START Source material
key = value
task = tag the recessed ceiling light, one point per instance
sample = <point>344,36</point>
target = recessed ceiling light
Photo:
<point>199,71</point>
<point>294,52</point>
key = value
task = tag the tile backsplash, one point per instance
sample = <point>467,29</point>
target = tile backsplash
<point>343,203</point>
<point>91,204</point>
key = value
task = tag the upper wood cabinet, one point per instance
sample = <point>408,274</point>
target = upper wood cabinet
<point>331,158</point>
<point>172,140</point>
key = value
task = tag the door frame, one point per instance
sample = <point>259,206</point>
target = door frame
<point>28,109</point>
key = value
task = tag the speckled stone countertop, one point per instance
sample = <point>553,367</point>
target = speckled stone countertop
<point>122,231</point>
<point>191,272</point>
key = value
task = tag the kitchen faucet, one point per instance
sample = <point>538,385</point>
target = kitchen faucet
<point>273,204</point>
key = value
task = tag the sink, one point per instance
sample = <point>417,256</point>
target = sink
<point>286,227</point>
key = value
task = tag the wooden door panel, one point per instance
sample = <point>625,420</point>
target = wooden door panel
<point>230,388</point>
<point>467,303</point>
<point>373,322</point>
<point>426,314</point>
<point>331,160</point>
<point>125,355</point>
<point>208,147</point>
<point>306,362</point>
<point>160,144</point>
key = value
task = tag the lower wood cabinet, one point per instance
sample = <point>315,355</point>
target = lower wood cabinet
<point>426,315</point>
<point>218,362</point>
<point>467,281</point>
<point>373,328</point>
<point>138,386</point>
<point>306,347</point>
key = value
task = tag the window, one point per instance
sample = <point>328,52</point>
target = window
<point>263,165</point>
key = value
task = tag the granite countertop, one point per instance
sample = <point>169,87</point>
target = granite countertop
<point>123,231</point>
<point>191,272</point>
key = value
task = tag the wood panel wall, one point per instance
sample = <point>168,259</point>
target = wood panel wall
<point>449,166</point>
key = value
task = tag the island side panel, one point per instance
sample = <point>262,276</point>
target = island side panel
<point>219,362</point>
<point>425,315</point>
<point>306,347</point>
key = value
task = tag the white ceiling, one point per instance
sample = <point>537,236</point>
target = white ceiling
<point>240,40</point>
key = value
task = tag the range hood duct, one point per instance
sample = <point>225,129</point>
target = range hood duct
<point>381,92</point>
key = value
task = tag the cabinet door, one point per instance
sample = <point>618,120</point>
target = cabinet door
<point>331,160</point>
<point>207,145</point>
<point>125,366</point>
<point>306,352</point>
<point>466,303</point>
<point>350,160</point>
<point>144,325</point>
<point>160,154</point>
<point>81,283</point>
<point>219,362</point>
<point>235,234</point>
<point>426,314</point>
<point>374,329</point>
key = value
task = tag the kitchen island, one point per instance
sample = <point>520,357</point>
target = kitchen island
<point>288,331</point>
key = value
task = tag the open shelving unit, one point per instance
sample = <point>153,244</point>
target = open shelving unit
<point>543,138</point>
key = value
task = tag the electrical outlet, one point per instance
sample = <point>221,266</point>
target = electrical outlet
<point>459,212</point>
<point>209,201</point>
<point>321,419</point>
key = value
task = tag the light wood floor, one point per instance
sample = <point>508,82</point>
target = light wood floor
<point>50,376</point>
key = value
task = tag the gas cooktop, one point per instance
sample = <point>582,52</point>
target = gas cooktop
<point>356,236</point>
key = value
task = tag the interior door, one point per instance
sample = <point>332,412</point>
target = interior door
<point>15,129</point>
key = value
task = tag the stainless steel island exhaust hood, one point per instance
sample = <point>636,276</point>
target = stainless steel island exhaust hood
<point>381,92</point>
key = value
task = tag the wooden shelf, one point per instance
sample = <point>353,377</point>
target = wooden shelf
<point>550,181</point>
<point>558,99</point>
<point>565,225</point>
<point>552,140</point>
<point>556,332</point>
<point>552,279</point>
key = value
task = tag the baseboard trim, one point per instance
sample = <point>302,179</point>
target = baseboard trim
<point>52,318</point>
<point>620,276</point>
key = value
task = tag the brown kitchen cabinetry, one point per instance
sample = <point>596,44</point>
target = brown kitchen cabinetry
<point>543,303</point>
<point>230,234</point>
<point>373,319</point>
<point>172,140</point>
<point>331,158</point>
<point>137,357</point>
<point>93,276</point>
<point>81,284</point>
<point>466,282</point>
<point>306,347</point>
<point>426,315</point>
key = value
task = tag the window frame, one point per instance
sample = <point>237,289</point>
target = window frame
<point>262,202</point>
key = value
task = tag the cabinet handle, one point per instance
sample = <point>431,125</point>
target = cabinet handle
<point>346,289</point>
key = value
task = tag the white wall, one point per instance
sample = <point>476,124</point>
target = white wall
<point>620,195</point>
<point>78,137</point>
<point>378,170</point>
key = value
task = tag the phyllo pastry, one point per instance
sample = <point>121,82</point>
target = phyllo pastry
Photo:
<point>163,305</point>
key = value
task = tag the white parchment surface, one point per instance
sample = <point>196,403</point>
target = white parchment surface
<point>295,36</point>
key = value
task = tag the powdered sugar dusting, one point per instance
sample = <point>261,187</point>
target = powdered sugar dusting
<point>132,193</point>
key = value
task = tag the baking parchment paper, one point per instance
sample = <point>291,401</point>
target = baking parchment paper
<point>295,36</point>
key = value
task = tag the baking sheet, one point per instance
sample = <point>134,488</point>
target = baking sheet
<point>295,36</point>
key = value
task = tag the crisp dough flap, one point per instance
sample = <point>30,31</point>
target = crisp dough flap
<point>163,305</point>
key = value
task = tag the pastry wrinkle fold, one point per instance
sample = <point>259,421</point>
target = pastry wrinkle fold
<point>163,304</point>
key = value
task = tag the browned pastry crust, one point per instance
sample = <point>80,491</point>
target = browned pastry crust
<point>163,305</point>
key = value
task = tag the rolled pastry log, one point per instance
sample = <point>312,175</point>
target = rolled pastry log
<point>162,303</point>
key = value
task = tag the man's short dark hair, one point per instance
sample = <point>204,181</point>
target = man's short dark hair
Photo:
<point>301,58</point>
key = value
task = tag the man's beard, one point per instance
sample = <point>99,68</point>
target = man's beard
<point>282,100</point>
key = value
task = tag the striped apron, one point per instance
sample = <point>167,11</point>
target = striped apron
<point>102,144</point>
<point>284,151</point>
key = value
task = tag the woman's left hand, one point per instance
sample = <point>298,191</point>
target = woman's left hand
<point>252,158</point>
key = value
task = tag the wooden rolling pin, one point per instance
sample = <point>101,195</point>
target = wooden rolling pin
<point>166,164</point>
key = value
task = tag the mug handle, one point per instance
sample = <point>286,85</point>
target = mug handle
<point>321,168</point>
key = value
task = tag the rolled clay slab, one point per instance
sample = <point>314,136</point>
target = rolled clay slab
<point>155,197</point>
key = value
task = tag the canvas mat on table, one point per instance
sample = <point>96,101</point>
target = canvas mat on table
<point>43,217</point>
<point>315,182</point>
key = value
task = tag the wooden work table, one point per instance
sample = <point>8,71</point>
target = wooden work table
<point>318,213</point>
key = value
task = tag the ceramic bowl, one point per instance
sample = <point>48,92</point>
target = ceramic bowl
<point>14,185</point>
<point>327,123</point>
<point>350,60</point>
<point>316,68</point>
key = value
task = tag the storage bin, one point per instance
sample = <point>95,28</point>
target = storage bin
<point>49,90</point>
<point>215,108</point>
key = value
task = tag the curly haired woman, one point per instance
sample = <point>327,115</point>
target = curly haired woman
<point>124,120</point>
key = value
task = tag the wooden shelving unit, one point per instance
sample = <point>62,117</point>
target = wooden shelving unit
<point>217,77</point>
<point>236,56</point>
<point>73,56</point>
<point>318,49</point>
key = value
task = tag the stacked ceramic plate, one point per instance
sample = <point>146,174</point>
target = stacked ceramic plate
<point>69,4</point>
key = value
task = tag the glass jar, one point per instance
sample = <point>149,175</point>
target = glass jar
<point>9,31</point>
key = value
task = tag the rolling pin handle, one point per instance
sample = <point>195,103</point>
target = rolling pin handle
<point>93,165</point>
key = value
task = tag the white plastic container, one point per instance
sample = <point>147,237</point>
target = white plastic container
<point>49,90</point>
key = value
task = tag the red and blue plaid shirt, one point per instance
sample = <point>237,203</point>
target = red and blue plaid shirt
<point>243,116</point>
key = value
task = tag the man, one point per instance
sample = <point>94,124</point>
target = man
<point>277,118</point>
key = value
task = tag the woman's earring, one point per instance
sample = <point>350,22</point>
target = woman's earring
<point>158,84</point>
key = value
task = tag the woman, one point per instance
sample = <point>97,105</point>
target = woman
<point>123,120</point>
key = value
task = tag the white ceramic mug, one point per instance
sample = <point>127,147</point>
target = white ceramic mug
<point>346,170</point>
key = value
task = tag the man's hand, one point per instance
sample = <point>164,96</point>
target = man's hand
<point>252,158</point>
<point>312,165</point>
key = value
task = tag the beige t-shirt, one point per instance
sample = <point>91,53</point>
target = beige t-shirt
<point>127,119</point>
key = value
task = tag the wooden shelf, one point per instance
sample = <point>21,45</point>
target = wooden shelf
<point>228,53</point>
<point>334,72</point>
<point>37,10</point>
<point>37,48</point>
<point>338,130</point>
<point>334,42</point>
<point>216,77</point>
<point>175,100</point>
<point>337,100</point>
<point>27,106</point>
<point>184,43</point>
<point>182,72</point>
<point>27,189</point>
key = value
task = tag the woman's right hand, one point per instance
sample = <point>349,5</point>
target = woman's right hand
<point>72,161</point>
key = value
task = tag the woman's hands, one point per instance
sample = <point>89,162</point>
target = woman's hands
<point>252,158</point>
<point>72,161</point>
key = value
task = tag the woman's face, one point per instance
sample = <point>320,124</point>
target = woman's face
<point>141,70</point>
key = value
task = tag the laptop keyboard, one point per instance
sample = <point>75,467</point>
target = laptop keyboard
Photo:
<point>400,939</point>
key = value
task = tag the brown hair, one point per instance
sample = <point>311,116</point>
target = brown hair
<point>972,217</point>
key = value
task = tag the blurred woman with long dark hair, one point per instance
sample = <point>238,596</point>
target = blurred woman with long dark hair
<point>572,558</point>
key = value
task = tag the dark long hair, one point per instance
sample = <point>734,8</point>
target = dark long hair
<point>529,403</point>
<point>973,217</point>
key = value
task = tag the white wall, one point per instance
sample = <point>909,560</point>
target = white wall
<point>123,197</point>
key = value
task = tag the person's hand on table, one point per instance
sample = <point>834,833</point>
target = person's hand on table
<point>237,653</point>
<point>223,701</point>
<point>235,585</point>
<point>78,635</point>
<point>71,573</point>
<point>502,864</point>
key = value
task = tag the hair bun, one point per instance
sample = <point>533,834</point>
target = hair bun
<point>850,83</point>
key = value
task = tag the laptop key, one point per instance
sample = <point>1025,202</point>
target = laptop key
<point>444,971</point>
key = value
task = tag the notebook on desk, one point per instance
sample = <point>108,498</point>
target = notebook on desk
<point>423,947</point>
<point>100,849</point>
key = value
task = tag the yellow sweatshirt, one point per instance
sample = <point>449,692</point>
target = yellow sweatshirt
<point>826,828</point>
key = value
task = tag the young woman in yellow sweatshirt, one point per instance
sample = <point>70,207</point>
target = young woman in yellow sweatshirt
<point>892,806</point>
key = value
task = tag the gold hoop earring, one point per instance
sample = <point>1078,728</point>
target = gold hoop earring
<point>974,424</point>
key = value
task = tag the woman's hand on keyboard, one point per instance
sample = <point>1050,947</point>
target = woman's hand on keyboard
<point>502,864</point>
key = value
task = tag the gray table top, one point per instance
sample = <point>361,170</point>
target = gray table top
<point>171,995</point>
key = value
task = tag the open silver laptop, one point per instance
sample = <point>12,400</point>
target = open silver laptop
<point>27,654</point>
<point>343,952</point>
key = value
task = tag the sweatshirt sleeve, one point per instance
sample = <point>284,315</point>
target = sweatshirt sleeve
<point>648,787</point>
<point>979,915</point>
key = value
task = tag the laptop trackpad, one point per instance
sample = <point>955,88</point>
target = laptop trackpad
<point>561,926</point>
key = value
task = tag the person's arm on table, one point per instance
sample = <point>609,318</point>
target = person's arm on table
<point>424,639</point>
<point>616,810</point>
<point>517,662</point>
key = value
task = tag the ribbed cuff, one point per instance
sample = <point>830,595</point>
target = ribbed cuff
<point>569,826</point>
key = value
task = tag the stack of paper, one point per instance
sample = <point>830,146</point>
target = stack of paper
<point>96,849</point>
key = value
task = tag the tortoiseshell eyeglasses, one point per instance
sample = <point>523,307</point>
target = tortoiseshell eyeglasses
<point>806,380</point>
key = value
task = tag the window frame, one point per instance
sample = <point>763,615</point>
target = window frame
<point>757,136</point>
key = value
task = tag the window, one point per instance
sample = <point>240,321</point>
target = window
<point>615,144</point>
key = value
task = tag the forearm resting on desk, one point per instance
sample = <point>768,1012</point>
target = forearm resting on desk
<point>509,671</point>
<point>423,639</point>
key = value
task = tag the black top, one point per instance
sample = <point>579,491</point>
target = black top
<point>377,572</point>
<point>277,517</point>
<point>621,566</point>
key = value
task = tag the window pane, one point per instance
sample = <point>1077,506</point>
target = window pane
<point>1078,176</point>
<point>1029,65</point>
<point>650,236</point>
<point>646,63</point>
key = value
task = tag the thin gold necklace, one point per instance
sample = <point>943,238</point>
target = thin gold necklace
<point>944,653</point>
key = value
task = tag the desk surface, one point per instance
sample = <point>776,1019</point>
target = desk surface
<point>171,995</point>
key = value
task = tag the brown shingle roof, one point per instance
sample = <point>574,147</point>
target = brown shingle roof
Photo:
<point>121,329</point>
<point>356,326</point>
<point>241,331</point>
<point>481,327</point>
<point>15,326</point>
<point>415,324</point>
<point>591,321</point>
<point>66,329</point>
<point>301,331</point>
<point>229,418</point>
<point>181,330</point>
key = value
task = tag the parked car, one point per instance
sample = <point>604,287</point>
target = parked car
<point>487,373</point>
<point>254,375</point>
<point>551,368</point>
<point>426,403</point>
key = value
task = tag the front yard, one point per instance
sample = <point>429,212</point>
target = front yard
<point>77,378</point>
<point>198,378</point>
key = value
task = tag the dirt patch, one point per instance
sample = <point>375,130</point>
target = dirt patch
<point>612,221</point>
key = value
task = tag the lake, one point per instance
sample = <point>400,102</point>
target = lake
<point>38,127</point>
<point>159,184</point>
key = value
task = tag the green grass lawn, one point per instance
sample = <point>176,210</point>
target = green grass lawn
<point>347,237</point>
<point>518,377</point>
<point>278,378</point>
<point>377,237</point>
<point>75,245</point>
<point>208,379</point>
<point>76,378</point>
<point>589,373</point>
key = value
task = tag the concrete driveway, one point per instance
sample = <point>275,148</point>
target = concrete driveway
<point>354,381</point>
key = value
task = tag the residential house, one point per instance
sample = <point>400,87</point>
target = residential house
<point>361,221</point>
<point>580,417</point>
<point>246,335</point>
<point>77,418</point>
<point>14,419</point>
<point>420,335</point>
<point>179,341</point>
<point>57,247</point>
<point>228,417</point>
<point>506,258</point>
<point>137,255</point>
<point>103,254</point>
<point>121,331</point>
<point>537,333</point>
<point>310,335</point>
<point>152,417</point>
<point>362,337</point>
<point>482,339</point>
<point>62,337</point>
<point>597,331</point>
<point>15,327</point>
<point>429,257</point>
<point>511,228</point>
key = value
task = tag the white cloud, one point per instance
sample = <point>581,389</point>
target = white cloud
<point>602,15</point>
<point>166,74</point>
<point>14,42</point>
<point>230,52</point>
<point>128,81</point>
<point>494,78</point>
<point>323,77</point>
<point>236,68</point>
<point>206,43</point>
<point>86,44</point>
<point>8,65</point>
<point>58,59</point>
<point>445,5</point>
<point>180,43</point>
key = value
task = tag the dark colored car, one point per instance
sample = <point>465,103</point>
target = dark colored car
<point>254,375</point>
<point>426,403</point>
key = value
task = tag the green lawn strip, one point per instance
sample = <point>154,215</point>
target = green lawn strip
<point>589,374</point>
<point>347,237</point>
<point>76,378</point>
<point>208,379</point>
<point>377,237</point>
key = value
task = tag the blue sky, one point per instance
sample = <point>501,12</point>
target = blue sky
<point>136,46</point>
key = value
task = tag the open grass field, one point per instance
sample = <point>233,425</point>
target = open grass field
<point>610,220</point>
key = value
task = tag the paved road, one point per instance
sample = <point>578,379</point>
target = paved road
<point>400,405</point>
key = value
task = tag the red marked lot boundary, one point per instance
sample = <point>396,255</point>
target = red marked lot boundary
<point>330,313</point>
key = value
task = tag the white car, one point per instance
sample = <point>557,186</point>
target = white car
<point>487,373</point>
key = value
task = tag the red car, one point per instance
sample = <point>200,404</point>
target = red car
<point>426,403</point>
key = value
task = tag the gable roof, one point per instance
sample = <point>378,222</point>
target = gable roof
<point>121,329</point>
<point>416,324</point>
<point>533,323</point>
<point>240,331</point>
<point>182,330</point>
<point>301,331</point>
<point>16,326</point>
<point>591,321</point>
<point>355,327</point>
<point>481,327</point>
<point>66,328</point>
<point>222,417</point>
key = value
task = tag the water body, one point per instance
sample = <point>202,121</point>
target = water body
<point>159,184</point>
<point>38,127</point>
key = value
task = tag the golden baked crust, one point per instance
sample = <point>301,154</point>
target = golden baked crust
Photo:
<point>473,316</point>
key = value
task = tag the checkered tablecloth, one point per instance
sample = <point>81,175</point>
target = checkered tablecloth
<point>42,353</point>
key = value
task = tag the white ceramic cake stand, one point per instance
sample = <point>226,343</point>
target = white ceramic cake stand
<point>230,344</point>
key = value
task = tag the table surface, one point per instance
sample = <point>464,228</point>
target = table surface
END Source material
Problem :: Using the records above, copy word for word the line with "sample = <point>314,136</point>", the line with "sample = <point>327,115</point>", and every line between them.

Solution to this task ::
sample = <point>314,136</point>
target = rolled clay slab
<point>155,197</point>
key = value
task = tag the canvas mat on table, one point per instance
sample = <point>96,101</point>
target = canvas mat on table
<point>43,217</point>
<point>315,182</point>
key = value
task = tag the wooden work table, one point per instance
sample = <point>8,71</point>
target = wooden work table
<point>318,213</point>
key = value
task = tag the ceramic bowl, one point per instance
sample = <point>48,92</point>
target = ceramic bowl
<point>14,185</point>
<point>327,123</point>
<point>350,60</point>
<point>316,68</point>
key = value
task = tag the storage bin, one point per instance
sample = <point>95,28</point>
target = storage bin
<point>49,90</point>
<point>215,108</point>
key = value
task = tag the curly haired woman, one point per instance
sample = <point>327,115</point>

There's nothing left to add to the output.